Please rewrite the stretch from the start of the items through the line containing "3. Where is the forested" as a JSON list of strings, one string per line, leaving out any blank lines.

(Bounding box annotation entries)
────
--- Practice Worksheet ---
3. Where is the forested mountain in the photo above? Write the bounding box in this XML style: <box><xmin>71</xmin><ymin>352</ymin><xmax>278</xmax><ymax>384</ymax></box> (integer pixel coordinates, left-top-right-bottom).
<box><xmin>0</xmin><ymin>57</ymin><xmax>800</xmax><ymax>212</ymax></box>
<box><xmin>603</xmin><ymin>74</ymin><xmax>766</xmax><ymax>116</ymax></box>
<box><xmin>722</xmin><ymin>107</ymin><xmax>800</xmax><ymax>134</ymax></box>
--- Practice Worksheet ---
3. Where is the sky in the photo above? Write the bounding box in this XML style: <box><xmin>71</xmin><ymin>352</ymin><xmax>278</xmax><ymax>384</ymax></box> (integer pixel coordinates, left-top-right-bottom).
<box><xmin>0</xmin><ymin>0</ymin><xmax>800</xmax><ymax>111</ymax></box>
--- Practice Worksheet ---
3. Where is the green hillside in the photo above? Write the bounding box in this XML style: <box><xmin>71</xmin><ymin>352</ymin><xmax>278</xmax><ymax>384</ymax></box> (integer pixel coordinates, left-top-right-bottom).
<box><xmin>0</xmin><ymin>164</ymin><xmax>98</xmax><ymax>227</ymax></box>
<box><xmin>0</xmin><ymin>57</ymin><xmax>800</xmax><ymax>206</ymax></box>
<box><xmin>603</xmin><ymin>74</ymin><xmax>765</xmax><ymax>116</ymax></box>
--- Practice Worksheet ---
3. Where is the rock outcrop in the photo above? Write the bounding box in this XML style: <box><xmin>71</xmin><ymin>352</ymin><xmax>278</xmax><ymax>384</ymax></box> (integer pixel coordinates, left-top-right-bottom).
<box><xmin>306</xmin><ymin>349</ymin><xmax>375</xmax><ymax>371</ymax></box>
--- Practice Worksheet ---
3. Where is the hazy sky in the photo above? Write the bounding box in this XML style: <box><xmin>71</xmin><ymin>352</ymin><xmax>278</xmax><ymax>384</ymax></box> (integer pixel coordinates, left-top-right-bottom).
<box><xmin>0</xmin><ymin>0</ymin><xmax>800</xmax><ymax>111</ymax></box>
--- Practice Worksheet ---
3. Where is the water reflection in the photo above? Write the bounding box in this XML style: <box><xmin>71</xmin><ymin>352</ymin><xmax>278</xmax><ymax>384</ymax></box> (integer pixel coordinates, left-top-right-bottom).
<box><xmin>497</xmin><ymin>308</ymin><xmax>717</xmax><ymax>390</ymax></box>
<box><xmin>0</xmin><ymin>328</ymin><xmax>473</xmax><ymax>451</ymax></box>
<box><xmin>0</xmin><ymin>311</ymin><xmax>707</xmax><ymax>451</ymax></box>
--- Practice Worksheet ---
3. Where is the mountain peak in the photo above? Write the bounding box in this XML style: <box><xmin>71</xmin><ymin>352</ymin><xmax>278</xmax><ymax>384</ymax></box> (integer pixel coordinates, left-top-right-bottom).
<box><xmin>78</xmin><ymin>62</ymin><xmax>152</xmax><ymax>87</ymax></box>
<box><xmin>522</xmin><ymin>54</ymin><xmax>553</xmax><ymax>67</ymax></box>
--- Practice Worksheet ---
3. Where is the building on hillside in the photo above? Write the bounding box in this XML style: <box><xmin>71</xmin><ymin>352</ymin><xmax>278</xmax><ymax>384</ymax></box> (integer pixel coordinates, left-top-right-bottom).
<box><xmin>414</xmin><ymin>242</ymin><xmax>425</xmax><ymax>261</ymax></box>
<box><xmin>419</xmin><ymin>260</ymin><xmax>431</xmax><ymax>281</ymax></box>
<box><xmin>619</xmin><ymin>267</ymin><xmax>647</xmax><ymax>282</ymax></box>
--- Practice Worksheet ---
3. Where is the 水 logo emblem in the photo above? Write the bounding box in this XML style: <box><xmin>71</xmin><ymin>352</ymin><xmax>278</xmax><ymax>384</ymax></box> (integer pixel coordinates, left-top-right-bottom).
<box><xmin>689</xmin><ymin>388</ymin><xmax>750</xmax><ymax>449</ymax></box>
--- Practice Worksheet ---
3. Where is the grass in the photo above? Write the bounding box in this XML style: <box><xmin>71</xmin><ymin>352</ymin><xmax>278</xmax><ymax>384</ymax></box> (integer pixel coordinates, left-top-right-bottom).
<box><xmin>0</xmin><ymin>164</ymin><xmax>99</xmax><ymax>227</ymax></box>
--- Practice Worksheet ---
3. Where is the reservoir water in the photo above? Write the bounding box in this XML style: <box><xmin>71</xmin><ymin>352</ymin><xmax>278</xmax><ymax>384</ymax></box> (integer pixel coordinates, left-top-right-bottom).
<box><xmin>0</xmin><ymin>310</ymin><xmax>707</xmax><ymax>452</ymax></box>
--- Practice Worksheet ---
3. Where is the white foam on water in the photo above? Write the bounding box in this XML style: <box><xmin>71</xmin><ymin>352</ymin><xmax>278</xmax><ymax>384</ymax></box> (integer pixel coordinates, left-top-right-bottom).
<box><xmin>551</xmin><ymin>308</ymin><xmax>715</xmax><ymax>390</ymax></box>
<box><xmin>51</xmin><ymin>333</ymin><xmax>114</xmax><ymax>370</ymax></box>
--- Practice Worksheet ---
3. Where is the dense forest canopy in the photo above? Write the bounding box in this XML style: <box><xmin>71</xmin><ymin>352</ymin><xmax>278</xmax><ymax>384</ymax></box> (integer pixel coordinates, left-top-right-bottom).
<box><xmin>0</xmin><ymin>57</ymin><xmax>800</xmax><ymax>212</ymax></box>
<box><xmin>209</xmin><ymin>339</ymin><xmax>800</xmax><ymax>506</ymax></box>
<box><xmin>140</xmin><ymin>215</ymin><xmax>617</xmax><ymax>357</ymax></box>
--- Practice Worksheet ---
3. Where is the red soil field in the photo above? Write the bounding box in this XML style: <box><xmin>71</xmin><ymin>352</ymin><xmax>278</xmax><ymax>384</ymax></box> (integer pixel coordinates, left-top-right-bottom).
────
### FINAL RESULT
[
  "--- Practice Worksheet ---",
  "3. Where is the forested mountain in the photo above? Write the bounding box in this XML style: <box><xmin>71</xmin><ymin>352</ymin><xmax>278</xmax><ymax>384</ymax></box> (integer pixel coordinates, left-top-right-bottom)."
]